Material provided START

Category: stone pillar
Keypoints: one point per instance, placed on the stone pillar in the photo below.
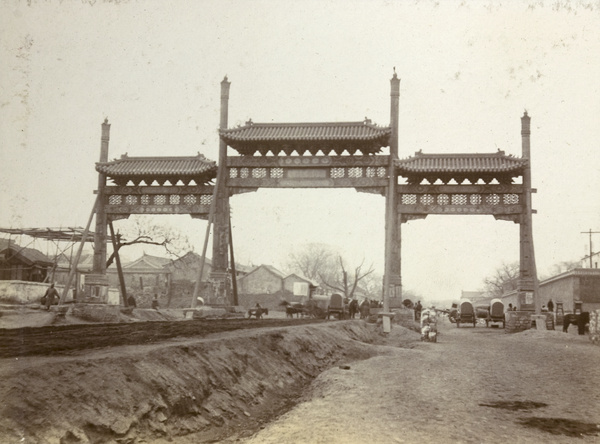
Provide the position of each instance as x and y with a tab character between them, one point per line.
219	275
528	296
392	280
96	284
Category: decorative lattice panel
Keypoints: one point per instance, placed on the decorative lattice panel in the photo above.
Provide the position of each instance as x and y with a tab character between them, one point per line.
427	199
259	173
131	200
475	199
189	199
337	173
492	199
443	199
459	199
355	172
409	199
115	200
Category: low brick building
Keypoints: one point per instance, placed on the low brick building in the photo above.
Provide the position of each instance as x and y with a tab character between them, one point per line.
579	284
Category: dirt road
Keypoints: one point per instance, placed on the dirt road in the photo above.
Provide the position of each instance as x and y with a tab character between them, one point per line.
477	385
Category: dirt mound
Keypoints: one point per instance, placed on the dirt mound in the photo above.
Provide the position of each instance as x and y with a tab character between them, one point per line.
211	386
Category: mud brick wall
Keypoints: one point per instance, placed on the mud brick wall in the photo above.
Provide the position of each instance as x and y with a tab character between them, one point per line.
595	327
403	315
96	313
517	321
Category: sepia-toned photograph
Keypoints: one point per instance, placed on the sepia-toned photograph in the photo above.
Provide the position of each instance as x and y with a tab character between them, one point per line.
299	221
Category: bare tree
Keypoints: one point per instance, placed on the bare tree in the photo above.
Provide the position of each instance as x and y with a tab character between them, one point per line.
145	232
320	263
312	260
563	266
504	279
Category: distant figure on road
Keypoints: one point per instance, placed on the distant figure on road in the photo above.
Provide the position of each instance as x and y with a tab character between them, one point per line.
50	294
418	309
131	301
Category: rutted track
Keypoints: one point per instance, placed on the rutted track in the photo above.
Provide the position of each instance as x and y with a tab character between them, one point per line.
63	339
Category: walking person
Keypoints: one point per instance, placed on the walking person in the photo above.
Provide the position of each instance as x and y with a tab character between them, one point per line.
50	294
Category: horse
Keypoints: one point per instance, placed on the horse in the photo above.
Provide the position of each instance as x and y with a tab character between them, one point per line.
293	309
581	320
257	312
365	309
352	308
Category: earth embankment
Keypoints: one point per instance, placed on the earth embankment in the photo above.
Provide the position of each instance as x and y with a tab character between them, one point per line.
218	385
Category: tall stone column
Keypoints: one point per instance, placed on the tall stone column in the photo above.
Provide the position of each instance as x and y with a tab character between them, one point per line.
392	280
219	276
528	296
96	284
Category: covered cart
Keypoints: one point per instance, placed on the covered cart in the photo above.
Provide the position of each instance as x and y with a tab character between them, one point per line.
497	312
466	314
336	306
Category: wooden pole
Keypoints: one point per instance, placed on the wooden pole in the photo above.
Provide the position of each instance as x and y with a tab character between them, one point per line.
74	264
233	273
118	262
211	215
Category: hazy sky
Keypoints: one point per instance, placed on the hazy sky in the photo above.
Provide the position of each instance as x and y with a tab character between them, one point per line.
468	71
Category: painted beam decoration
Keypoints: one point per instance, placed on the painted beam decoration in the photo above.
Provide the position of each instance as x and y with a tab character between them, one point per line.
497	200
307	171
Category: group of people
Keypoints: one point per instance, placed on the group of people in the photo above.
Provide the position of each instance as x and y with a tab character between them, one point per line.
548	307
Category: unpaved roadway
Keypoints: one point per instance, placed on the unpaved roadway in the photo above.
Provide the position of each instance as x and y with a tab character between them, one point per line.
476	385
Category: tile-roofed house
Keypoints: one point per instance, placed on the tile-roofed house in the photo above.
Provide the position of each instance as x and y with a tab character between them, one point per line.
146	271
23	264
301	137
472	166
160	169
263	279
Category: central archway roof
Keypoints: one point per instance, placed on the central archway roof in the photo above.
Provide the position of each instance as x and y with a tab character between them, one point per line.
301	137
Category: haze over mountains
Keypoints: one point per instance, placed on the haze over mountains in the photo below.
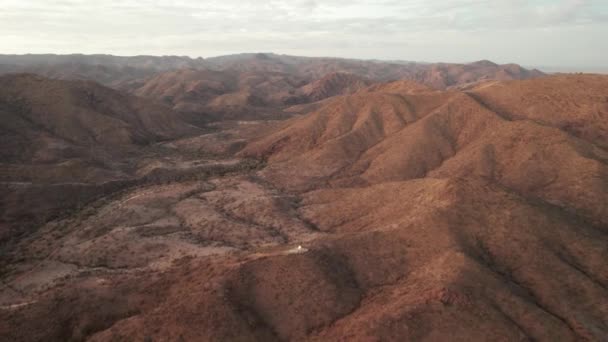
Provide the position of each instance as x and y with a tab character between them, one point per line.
432	202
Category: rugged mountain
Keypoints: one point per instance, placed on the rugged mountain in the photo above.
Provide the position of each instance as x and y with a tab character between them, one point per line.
64	142
129	72
333	84
222	94
422	214
40	116
437	75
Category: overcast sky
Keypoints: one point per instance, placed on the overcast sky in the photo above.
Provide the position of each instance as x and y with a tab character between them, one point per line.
569	33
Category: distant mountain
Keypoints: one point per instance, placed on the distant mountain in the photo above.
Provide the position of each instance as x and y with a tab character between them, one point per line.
128	72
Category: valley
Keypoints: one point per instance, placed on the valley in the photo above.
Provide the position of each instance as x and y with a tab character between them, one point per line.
444	202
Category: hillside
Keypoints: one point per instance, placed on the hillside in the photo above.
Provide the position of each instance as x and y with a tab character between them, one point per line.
129	73
389	211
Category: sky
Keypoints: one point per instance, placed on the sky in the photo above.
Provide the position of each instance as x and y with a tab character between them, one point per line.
550	33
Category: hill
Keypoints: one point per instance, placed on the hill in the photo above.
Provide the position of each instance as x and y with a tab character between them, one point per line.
396	211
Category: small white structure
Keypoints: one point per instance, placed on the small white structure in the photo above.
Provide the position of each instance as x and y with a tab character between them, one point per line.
297	250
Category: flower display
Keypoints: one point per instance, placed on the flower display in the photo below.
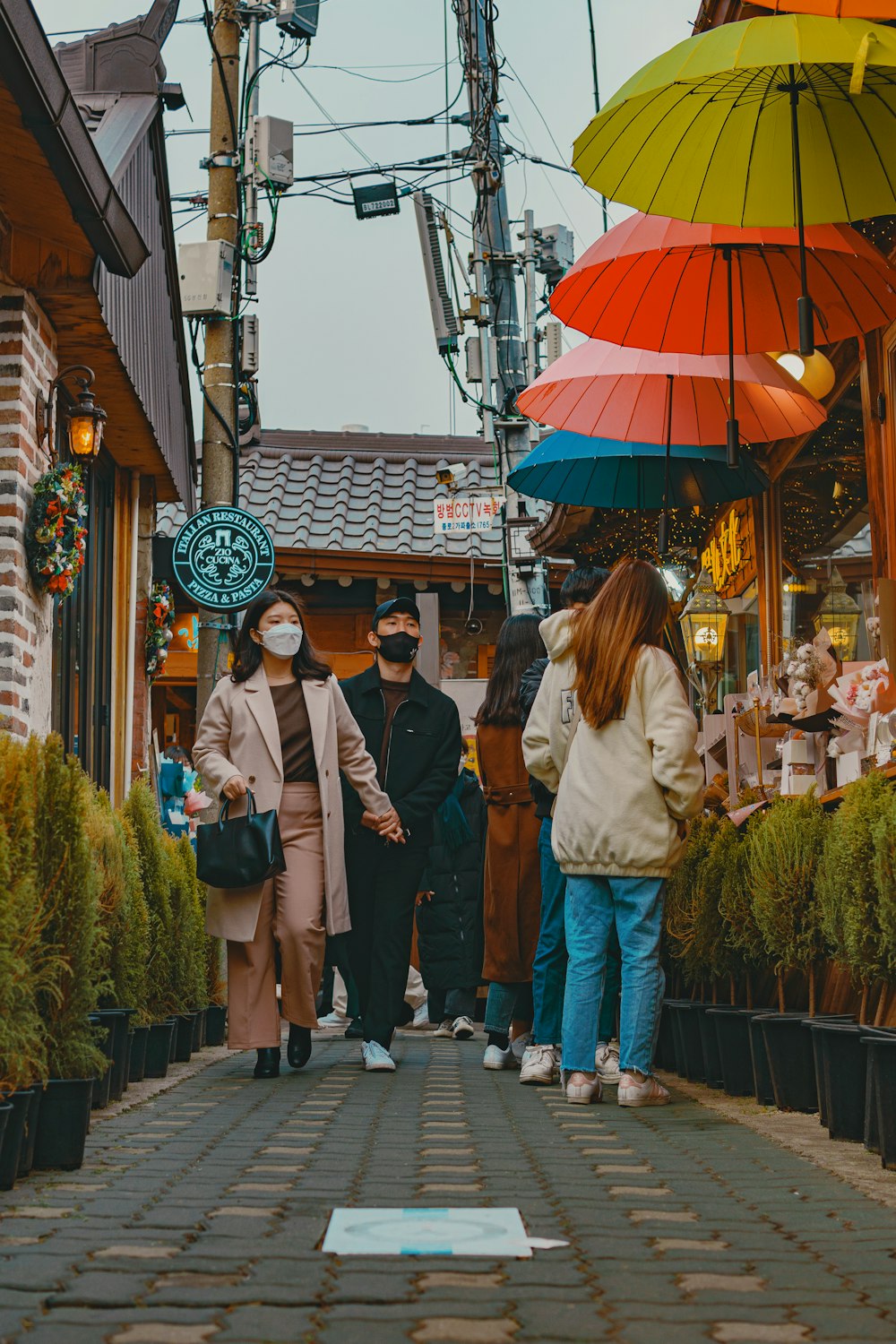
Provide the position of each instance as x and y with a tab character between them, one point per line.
56	531
160	617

Material provided END

▶ _Work instructions_:
Leave out the images and write out the listing above exactly.

▶ _Task output_:
Category: stone pillar
Keypoints: one point per instance, placed on the stone pillar in the photo below.
Provide the position of each instance as x and y with a tab character between them, one point per line.
219	275
528	296
392	280
96	284
Category: decorative lattice panel
Keypoints: one point per instance, placed on the decorative lattice panel in the photo above.
Provide the position of each instance as x and y with a tab character between them, one point per line.
427	199
259	173
131	200
475	199
189	199
337	173
492	199
443	199
459	199
355	172
409	199
115	200
Category: low brick building
Keypoints: one point per instance, placed on the low brick building in the photo above.
Provide the position of each instance as x and y with a tab character between them, one point per line.
579	284
Category: dirt road
Keypoints: one point per instance, placed on the dirt road in the photo above.
Provide the position of each instance as x and y with a tab character between them, one point per line.
477	385
Category: dirt mound
Keypoints: one point per instance, placed on the dirt mound in the photo above.
Provide the position of each instance as x and y with a tab character between them, one point per line.
211	386
Category: mud brick wall
Keypoints: one point per instance, placed on the mud brick wall in the photo above.
Provide the position of each instance as x and y with a tab character between them, one point per line.
595	327
403	315
96	313
517	321
Category: sepia-toned photograph
Keypoints: one point per instance, placed on the sepia-toned photograph in the photo above.
Provide the position of each instance as x and y with a tab character between them, one point per line.
299	221
Category: bare tree
Keypoints: one point per instance, placed on the bare tree in the photo above.
Provide the position of each instance as x and y with a tab character between them, one point per line.
145	232
320	263
312	260
563	266
504	279
Category: distant figure on road
Keypoints: one point per instance, placed on the distant figure on road in the photo above.
Provide the position of each instance as x and y with a tab character between them, one point per line.
50	294
418	309
131	301
Category: rutted track
Keypoints: one point per instance, placed on the rutted track in the photo above.
Provide the position of each instance as x and y with a tab character between them, one point per line.
63	339
Category: walking person
Keypoints: one point per instance, placed on the walking person in the photo above.
Provide the position of each instance as x and y with a tab character between them, one point per line.
50	294
Category: horse
Keypoints: one point per instance, placed on the horse in the photo above.
Provide the position of each instance as x and y with a tab character between them, one point per line.
293	309
581	320
257	312
365	309
352	308
Category: earth embankment
Keypoints: one point per instance, placed on the earth embankment in the photo above.
Provide the position of each instance as x and y with a tab character between them, one point per line.
218	385
Category: tall stone column
Keypoints: one point per instance, placed on the tall stone column in the photo above.
Provide the position of each instance as x and y with a tab character between them, one point per line.
392	280
219	276
528	296
96	284
Category: covered cart
Keypoints: one point per instance, placed on the covered cart in the photo above.
Provide the position of each instance as x and y with a tab character between them, one point per line.
497	312
466	314
336	306
Category: wooden pole
Keypoints: one point per instance, placed on the wooden pole in the photo above.
Provide the position of each instance as x and y with a tab character between them, one point per line.
74	264
233	273
118	262
211	215
Category: hazy sky
Keypoints: one point per instance, placed on the hazy sky in the photo above.
Provide the position of each instance as x and y with a tab character between them, one point per line.
468	71
Category: painted beam decoration
Keypoints: one point per instance, placed on the painted beam decoration in the photo above.
Provide the position of each instance as x and y with a tab character between them, one point per line.
497	200
307	171
Category: group of people
Keypoints: one point per instance, placed on the group of people in the photo above.
Provide the position of each instance as x and y with a tab character between them, one point per line.
548	307
Category: unpaved roadway
Keypoints: one point per instance, placed on the unpaved roadway in the photo above.
Provide the position of each instance as x and y with a tab character between them, one point per line.
476	385
Category: tile-roofed house
Keypoints: one point per instance, placed on the tile-roofed house in the photo above.
Provide the position of each instance as x and y with a tab character between them, one point per line.
146	271
23	264
301	137
472	166
160	169
263	279
Category: central archway roof
Keypoints: one point per instance, placed on the central archway roof in the photo above.
Provide the position of each instance as x and y with a tab character between them, one point per line.
301	137
Category: haze over mountains
Keypoints: one point per instance, placed on the haze over mountains in the photo below.
Provide the position of each instance as x and y with a tab character between them, one point per line.
432	202
Category: rugged mountain
Keypoints: one point per instance, placed on the rugged mountain in the photo above.
Provide the position of each instance as x and y with a tab character between them, one point per line.
64	142
129	72
333	84
222	94
422	214
40	116
437	75
Category: overcast sky
Keypoints: one point per instance, placed on the overcast sky in the photo above.
Provide the position of each instance as x and y with a tab character between them, one point per line.
569	33
Category: distant mountain
Keypoints: one point per instance, placed on the distant mountain in the photo above.
Provide the position of each instance as x and y with a tab character between them, one point per line.
128	72
Category: valley
Keypoints: one point per instance, placed on the valley in the photo above.
Provide the position of each instance as x and y with a tab character between them, one point per line.
444	202
Category: hillside
Keypoints: one point per instance, placed on the hillside in the photo above.
Provide the position of each instance as x and y with a tab character between them, one point per line.
129	73
389	211
Category: sky
Keypoints: one point per instance, placed on the sky in the photo above.
Provide the position of each instance as x and y with a tab character between them, one point per line.
550	33
Category: hill
Keypoints: one point per instance, placed on the hill in the photo above.
Provide the position of each instance as x and y with a tab character between them, one point per line.
396	211
Category: small white structure
Keypoints: one point per instance, placed on the small white structure in the photo above.
Provide the position of each instance as x and y with a tab character between them, one point per line.
297	250
Category: flower display
Keypoints: one point per instance, placed on the flower display in the photo below.
Provide the position of each instance as x and y with a tab character between them, one point per line.
56	531
160	617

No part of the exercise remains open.